**Passage to read:**
----

PdfPig
PdfPig copied to clipboard
Invalid ColorSpace token encountered in page resource dictionary: <ColorSpace, /DeviceRGB>
Hi, I'm using the latest version of PdfPig on NuGet (0.1.10).
Reading data from a PDF (that I cannot attach due to sensitive data) I get this exception using both GetPages() and GetPage(Int32 pageNumber) methods:
UglyToad.PdfPig.Core.PdfDocumentFormatException HResult=0x80131500 Message=Invalid ColorSpace token encountered in page resource dictionary: <ColorSpace, /DeviceRGB>. Source=UglyToad.PdfPig StackTrace: at UglyToad.PdfPig.Content.ResourceStore.LoadResourceDictionary(DictionaryToken resourceDictionary) at UglyToad.PdfPig.Content.BasePageFactory1.Create(Int32 number, DictionaryToken dictionary, PageTreeMembers pageTreeMembers, NamedDestinations namedDestinations)
at UglyToad.PdfPig.Content.Pages.GetPage[TPage](IPageFactory1 pageFactory, Int32 pageNumber, NamedDestinations namedDestinations, ParsingOptions parsingOptions) at UglyToad.PdfPig.PdfDocument.GetPage(Int32 pageNumber)

----

**The tasks:**
1. According to the PdfPig error post, why is the PDF that triggers the exception not attached? Answer in one to three sentences.
2. Write the next part of the PdfPig error post, picking up after its final line.
The records that come next are separate material and are not part of the PdfPig error post.

**Information given:**

----

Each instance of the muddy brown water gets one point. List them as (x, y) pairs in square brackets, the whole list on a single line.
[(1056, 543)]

----

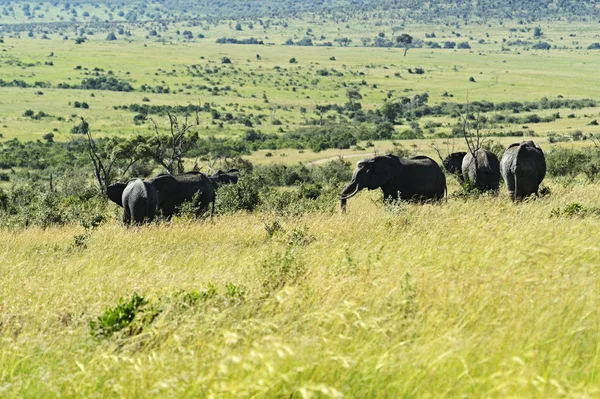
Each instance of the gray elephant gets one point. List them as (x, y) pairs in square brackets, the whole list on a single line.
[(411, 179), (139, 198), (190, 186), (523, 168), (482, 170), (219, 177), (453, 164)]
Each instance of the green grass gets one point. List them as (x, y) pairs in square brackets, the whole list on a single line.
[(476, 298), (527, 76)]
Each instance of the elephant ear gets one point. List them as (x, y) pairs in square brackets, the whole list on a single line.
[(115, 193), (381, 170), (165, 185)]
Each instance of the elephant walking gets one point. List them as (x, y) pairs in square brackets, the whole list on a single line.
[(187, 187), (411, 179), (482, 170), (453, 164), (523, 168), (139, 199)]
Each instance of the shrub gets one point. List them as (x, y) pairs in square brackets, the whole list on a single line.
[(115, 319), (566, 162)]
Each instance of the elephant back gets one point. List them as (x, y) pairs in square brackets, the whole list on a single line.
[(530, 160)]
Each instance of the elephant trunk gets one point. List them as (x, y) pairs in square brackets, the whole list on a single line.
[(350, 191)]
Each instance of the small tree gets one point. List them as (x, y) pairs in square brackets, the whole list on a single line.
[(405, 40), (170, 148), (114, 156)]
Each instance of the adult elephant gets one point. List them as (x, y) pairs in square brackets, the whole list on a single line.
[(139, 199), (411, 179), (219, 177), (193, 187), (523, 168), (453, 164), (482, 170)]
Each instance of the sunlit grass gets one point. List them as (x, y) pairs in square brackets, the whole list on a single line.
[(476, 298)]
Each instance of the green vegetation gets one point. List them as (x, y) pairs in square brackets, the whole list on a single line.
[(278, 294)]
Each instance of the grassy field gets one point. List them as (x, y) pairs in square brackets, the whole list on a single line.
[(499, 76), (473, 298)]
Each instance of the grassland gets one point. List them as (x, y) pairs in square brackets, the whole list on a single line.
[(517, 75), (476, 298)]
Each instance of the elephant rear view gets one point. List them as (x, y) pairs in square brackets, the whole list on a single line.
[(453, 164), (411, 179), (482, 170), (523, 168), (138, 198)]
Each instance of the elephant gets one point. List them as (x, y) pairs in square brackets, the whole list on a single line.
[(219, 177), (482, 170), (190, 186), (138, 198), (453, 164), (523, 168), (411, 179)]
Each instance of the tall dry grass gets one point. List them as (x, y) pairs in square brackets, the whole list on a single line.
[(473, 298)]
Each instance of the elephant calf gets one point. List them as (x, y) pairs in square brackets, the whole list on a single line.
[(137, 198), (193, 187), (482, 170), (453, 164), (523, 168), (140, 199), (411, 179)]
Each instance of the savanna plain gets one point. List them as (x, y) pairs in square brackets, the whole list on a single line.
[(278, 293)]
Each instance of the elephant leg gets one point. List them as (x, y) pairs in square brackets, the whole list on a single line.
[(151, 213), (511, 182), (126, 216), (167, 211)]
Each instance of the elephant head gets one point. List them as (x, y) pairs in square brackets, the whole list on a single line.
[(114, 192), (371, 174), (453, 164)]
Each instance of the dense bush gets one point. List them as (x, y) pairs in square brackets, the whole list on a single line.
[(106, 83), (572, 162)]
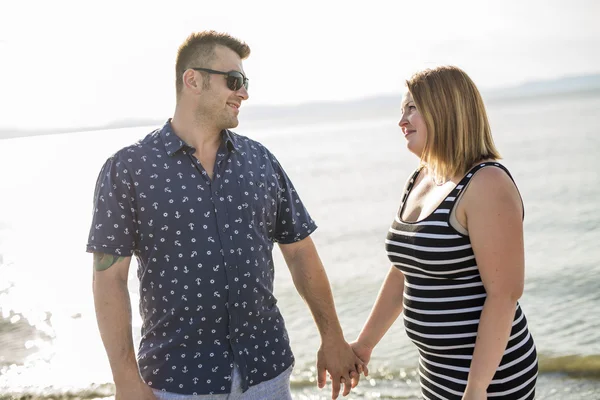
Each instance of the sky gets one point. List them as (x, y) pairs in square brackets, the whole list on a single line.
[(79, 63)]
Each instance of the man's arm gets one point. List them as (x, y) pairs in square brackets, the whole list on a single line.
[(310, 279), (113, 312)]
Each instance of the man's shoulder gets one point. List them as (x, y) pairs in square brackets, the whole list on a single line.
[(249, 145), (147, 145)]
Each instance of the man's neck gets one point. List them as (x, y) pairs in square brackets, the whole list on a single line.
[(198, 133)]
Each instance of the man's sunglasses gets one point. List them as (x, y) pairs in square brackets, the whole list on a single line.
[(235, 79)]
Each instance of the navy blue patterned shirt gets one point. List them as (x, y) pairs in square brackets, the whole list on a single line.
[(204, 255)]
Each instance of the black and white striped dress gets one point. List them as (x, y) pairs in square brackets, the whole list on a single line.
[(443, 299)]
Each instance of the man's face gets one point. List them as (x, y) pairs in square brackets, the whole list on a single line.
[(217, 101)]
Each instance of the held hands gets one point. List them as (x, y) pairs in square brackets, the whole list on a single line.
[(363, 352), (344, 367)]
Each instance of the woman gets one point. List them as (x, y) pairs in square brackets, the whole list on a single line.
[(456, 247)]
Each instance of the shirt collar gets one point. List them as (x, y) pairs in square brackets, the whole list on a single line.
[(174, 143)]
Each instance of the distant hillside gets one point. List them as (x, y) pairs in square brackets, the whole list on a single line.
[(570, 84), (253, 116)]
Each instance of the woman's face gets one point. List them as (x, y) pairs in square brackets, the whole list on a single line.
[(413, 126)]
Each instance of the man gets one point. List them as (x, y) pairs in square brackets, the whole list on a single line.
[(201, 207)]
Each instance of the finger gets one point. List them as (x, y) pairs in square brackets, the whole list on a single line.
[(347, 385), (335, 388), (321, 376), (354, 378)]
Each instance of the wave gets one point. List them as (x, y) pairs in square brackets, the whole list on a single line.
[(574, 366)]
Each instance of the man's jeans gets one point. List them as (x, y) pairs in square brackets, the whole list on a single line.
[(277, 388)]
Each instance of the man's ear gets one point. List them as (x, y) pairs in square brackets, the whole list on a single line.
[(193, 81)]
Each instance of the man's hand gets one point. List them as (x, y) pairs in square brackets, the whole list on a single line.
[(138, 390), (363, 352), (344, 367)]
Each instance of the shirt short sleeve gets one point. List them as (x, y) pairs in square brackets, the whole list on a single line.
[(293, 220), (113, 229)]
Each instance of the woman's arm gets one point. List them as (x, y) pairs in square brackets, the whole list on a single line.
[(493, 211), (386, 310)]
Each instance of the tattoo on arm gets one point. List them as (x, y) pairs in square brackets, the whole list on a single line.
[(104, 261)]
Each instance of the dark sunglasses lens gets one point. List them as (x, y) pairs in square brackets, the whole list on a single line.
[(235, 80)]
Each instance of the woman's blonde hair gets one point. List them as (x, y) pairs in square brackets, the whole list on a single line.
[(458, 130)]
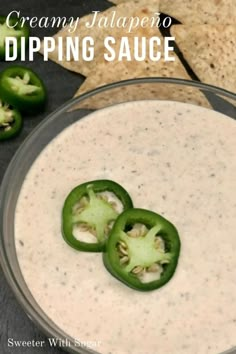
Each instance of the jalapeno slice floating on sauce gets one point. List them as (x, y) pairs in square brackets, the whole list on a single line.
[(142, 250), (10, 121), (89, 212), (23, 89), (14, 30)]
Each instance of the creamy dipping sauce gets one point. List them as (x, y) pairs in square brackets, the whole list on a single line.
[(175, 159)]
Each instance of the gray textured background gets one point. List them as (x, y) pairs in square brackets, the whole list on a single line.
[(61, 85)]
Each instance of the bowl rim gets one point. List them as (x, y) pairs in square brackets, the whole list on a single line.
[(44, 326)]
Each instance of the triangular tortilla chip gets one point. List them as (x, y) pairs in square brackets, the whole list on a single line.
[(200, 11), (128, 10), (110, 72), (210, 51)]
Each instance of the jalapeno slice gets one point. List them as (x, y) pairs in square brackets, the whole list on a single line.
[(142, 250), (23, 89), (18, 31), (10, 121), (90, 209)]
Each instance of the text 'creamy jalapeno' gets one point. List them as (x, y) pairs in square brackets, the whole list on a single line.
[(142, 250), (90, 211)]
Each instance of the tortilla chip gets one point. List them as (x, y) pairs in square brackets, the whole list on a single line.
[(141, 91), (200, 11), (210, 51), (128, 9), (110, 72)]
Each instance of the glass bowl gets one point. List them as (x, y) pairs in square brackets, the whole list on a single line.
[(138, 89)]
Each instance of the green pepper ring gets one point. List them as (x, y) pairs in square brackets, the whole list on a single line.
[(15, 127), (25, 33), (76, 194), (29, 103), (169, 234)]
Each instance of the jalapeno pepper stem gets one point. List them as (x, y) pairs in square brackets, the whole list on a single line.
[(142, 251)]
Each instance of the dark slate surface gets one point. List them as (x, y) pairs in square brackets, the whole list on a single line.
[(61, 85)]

----

**Solved problems:**
1. The PDF is not attached because it contains sensitive data. The poster can only describe the exception that PdfPig throws when reading it.

2.
@tronci can you try with the latest prerelease version of PdfPig and confirm you still have the problem?
If yes, can you locally add your pdf to the tests to debug and find out which token type is you color space token? Exception comes from here https://github.com/UglyToad/PdfPig/blob/89abf6de546c674e6751c2480fc93fd29f5cd13f/src/UglyToad.PdfPig/Content/ResourceStore.cs#L124
@BobLd I still have the problem with latest git version.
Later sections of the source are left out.